(SET EXERCISE):
Your task is to copy the listing exactly, with the pictures left out.

(MATERIAL FOR THIS EXERCISE):
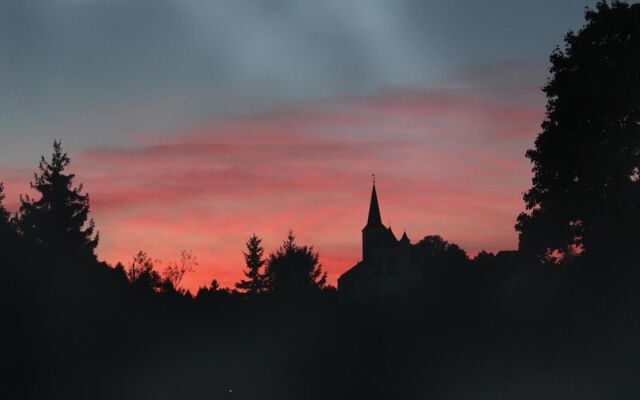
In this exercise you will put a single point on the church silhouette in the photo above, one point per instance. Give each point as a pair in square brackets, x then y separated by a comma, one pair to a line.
[386, 273]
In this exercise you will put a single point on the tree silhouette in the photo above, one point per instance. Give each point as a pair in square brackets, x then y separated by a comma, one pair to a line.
[142, 273]
[254, 283]
[174, 273]
[586, 162]
[294, 269]
[4, 214]
[59, 217]
[433, 250]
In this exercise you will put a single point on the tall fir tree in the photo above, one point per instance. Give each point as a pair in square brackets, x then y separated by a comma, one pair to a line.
[4, 214]
[60, 217]
[254, 284]
[294, 269]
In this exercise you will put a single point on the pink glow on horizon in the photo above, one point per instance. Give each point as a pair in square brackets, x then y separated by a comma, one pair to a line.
[445, 164]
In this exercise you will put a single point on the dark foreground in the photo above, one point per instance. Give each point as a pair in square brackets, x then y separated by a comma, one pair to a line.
[76, 329]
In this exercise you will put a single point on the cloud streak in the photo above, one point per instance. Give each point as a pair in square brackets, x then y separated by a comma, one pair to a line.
[446, 164]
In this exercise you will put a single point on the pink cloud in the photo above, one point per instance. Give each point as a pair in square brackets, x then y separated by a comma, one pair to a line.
[446, 164]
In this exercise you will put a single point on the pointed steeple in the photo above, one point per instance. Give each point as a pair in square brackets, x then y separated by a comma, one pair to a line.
[374, 220]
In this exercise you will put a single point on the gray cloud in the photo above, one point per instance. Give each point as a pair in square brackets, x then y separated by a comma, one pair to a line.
[97, 70]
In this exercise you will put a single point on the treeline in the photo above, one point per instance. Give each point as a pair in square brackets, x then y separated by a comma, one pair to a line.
[58, 221]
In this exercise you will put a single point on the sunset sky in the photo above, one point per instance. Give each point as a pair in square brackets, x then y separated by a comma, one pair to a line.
[194, 123]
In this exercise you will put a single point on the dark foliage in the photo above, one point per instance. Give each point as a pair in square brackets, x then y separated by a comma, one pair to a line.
[59, 218]
[499, 326]
[586, 189]
[255, 282]
[294, 270]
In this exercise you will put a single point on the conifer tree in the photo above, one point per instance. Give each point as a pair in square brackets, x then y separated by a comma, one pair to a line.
[294, 269]
[254, 284]
[59, 218]
[4, 214]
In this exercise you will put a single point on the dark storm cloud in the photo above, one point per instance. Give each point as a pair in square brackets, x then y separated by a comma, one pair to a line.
[96, 70]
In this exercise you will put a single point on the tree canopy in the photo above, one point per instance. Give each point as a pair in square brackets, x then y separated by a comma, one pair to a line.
[60, 217]
[585, 196]
[294, 269]
[254, 283]
[4, 214]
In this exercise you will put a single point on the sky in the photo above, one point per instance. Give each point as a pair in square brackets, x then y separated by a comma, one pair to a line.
[193, 124]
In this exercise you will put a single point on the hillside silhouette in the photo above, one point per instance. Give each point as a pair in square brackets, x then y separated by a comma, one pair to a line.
[557, 319]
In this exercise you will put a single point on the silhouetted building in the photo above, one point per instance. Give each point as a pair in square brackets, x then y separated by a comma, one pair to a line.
[385, 274]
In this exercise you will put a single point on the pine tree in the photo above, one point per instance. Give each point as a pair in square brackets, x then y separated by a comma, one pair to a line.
[4, 214]
[60, 217]
[254, 283]
[294, 269]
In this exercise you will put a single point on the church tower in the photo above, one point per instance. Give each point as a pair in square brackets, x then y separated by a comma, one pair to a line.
[375, 235]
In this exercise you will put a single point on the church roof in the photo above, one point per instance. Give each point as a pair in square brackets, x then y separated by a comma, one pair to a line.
[374, 220]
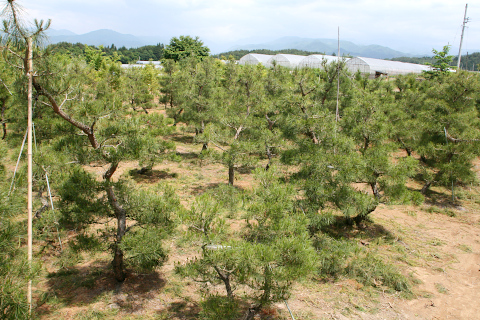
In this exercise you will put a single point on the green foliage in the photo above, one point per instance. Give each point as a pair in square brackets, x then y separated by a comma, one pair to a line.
[185, 46]
[343, 258]
[442, 64]
[216, 307]
[274, 251]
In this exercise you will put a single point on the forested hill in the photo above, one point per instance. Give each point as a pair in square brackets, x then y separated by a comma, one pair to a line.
[130, 55]
[237, 54]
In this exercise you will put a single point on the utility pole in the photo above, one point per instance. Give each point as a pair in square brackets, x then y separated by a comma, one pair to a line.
[465, 21]
[338, 77]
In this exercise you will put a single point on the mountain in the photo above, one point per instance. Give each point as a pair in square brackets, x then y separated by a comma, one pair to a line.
[62, 32]
[103, 37]
[328, 46]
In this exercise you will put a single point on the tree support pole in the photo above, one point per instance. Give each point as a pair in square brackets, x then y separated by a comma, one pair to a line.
[30, 171]
[465, 21]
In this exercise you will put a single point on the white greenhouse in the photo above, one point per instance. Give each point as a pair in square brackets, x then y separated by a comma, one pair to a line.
[316, 60]
[378, 67]
[255, 58]
[285, 60]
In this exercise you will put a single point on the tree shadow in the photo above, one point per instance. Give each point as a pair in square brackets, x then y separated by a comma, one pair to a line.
[151, 176]
[439, 199]
[197, 190]
[245, 169]
[183, 310]
[367, 229]
[183, 138]
[81, 286]
[188, 155]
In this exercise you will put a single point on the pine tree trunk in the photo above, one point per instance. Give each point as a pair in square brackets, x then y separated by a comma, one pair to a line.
[121, 215]
[375, 190]
[226, 280]
[426, 186]
[2, 119]
[252, 311]
[231, 175]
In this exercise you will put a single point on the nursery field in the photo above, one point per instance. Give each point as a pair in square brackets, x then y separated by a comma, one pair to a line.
[436, 245]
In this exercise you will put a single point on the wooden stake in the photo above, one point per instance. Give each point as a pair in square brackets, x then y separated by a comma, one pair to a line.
[30, 170]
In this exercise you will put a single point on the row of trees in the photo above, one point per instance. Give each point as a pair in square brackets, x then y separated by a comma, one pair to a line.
[177, 49]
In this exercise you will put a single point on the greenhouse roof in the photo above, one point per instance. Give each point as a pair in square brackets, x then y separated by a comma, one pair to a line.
[255, 58]
[315, 60]
[378, 66]
[286, 60]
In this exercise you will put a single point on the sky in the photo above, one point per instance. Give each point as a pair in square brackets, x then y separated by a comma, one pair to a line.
[411, 26]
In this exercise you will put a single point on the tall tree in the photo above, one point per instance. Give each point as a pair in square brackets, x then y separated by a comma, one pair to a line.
[185, 46]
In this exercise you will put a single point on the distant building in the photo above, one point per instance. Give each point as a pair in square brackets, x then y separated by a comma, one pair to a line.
[254, 59]
[285, 60]
[142, 64]
[317, 60]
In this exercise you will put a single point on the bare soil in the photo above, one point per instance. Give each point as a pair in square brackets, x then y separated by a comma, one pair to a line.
[436, 244]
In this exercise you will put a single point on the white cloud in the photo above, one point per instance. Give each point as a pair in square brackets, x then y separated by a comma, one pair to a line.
[406, 24]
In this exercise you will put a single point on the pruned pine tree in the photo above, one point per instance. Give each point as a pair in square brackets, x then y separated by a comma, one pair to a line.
[141, 86]
[272, 252]
[14, 272]
[201, 81]
[98, 130]
[238, 113]
[169, 86]
[353, 169]
[278, 250]
[448, 129]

(TASK SOLUTION):
In this exercise you will put a single point on the church silhouette in the photo above, one point per instance. Give each point as a pair in square brackets, x then y separated by a comma, one pair to a line.
[386, 273]
In this exercise you will put a single point on the tree silhouette in the photo above, one point per instance. Give each point as a pair in square brackets, x then y separated by a comma, one pair to a line.
[142, 273]
[254, 283]
[174, 273]
[586, 162]
[294, 269]
[4, 214]
[59, 217]
[433, 250]
In this exercise you will put a single point on the tall fir tree in the photo above, one point per instance. Give each point as a pair in square brackets, x then y separated by a comma, one pair to a line.
[4, 214]
[60, 217]
[254, 284]
[294, 269]
In this exercise you will put a single point on the pink glow on horizon in the photo above, one point per instance. Give each point as a pair in square brackets, x then y separated by a comma, one pair to a line.
[445, 164]
In this exercise you will put a single point on the dark foreground in the photo above, one point per instance. Give each point as a pair in square brackets, x then y separated by a comma, one pair to a line.
[76, 329]
In this exercise you will put a single point on the cloud streak in the photo above, one point per instance. Give each point as a pair in square brackets, x then y separated by a comma, one pair to a line.
[446, 164]
In this exercise you will put a single point on the pink cloud in the photo above, one point per instance. Give each point as a pair in square brackets, x then y separated by a comma, one pair to a line.
[446, 164]
In this exercise you will put a single point on the pointed steeple in the photo above, one point per instance. Give each point as a pair in square brackets, x then y separated by a comma, one pair to a line.
[374, 220]
In this exercise you will put a single point on the gray cloud in the photo above, one point per instance. Give each point as a pair in square brackets, x then y separated by a comma, one pair to a line.
[97, 70]
In this exercise you will put a single point on the treeline in the photo above, one point per instance. Give each point as a pair in square brackets, x then y separated by a comma, one pair to a line.
[58, 221]
In this exercise you will put a single point on the sunset sky in the photo above, one point per instance. Give each point as a pair in square brackets, x then y separated by a comma, one pair to a line.
[194, 123]
In this exercise you will put a single point on the dark foliage in the photo above, one point per instance. Give each point as a pair in square brackets, x then y separated by a comma, one pair to a line.
[59, 218]
[499, 326]
[586, 189]
[255, 282]
[294, 270]
In this exercise you will put a single point on the conifer tree in the photo above, one point per instance. Give each point as a pair in square brackets, x then y separated by a comma, one pair to a line.
[294, 269]
[254, 284]
[59, 218]
[4, 214]
In this exercise you will put a single point on the dark storm cloud in the photo above, one point per instance. Give each point as a pair in square brackets, x then y separated by a comma, one pair to a line.
[96, 70]
In this exercise you will put a single point on the tree canopy in the photo above, one point per instance. Give each point as a pair in square brackets, x then y separated by a comma, one pair to a line.
[60, 217]
[585, 196]
[294, 269]
[254, 283]
[4, 214]
In this exercise you will put a single point on the sky in the photo above, one point per instance. Give each point as a pair in square brackets, x then y separated by a comma, one pair to a line.
[193, 124]
In this exercise you will put a single point on the hillside silhouette in the photo above, one point per instance. Give each point as a pair in square brackets, x then y separated by a comma, one pair to a line.
[557, 319]
In this exercise you will put a single point on the silhouetted building in the photo above, one point per instance. Give each point as a pair in square brackets, x then y separated by a comma, one pair to a line.
[385, 274]
In this exercise you will put a single point on the pine tree in the photo above, one point per instance. Give each point as a pair in square brackets, x then y separated by a comma, one pair to a line.
[4, 214]
[60, 217]
[254, 283]
[294, 269]
In this exercise you will put a single point on the church tower in the photo above, one point per instance. Give each point as a pair in square brackets, x then y separated by a comma, one pair to a line.
[375, 235]
In this exercise you will put a single point on the church roof in the photo above, one point per instance. Give each point as a pair in square brackets, x then y separated by a comma, one pair to a line.
[374, 220]
In this exercise you will put a single point on the green foliage in the photo above, one point per instance. Give each point as a pair in square brackets, x then y separated by a comma, one pair to a line.
[185, 46]
[343, 258]
[442, 64]
[216, 307]
[274, 251]
In this exercise you will put a single point on the forested hill in the photo above, one point per instance. Give each point as a pair in square brackets, x then y separated by a comma, one pair to a line.
[130, 55]
[237, 54]
In this exercise you will put a single point on the utility pole in the photo above, one point per instance. Give each point as a pair in square brackets, x then y separated by a comma, one pair to a line.
[465, 21]
[338, 77]
In this exercise you will put a single point on the mountain in the photo above, one point per instance. Give each point as a pair in square brackets, x then y separated by a comma, one pair to a line.
[62, 32]
[103, 37]
[328, 46]
In this exercise you will put a single point on the tree support pole in the photo above, one point per instance. Give each point as a pair in square brackets, x then y separated by a comma, one pair to a line.
[30, 171]
[465, 21]
In this exercise you will put a single point on the white greenhouse in the photo above, one point per instance. Give each point as a pair in square brackets, x then y separated by a comma, one pair to a line.
[316, 60]
[378, 67]
[255, 58]
[285, 60]
In this exercise you will put a single point on the tree shadow in the photo above, one point per instance. Give each point as a pair in square brackets, x then y separated by a comma, one pair to a line.
[151, 176]
[439, 199]
[197, 190]
[245, 169]
[183, 310]
[367, 229]
[183, 138]
[81, 286]
[188, 155]
In this exercise you will put a single point on the pine tree trunk in the photo above, one point per instance. Give each point as a pair in square brackets, x then y separated by a comma, one pair to a line.
[121, 215]
[375, 190]
[226, 280]
[426, 186]
[2, 119]
[252, 311]
[231, 175]
In this exercise you will put a single point on the nursery field in the photo above, one point per instance. Give each point as a pair in square brackets, x then y separated by a comma, one pair to a line.
[436, 245]
In this exercise you will put a single point on the wooden stake in the photo above, one point per instance. Give each point as a pair in square brackets, x then y separated by a comma, one pair to a line.
[30, 170]
In this exercise you will put a single point on the row of trees in the photo above, one point per instance. Give each point as a pair in square brackets, x then y separated by a comma, one pair to a line.
[177, 49]
In this exercise you will put a single point on the greenhouse roof in the photo above, one point per instance. Give each point as a pair in square brackets, x then y separated by a comma, one pair to a line.
[255, 58]
[315, 60]
[378, 66]
[286, 60]
In this exercise you will put a single point on the sky in the photo above, one point per instance. Give each point as a pair in square brackets, x then y separated by a comma, one pair to a line.
[411, 26]
In this exercise you will put a single point on the tall tree in the photo above, one point per instance. Give each point as a pair in square brackets, x then y separated by a comma, one pair to a line.
[185, 46]
In this exercise you will put a single point on the distant building in the photo above, one point per instance. Give each point as a pair in square brackets, x then y separated by a comma, one pair to a line.
[254, 59]
[285, 60]
[142, 64]
[317, 60]
In this exercise you will put a single point on the bare soil in the photo above, one point per instance. Give each point as a pair in square brackets, x then y separated by a comma, one pair to a line.
[436, 244]
In this exercise you will put a single point on the white cloud in the photo above, one point per instance. Give each point as a pair in square brackets, x then y separated by a comma, one pair to a line.
[406, 24]
In this exercise you will put a single point on the pruned pine tree in the photo above, one point per instance. Give each point as a pair in square brackets, x then y separated by a comma, one pair to a line.
[141, 86]
[272, 252]
[14, 272]
[201, 81]
[98, 130]
[238, 113]
[169, 86]
[353, 169]
[278, 250]
[448, 129]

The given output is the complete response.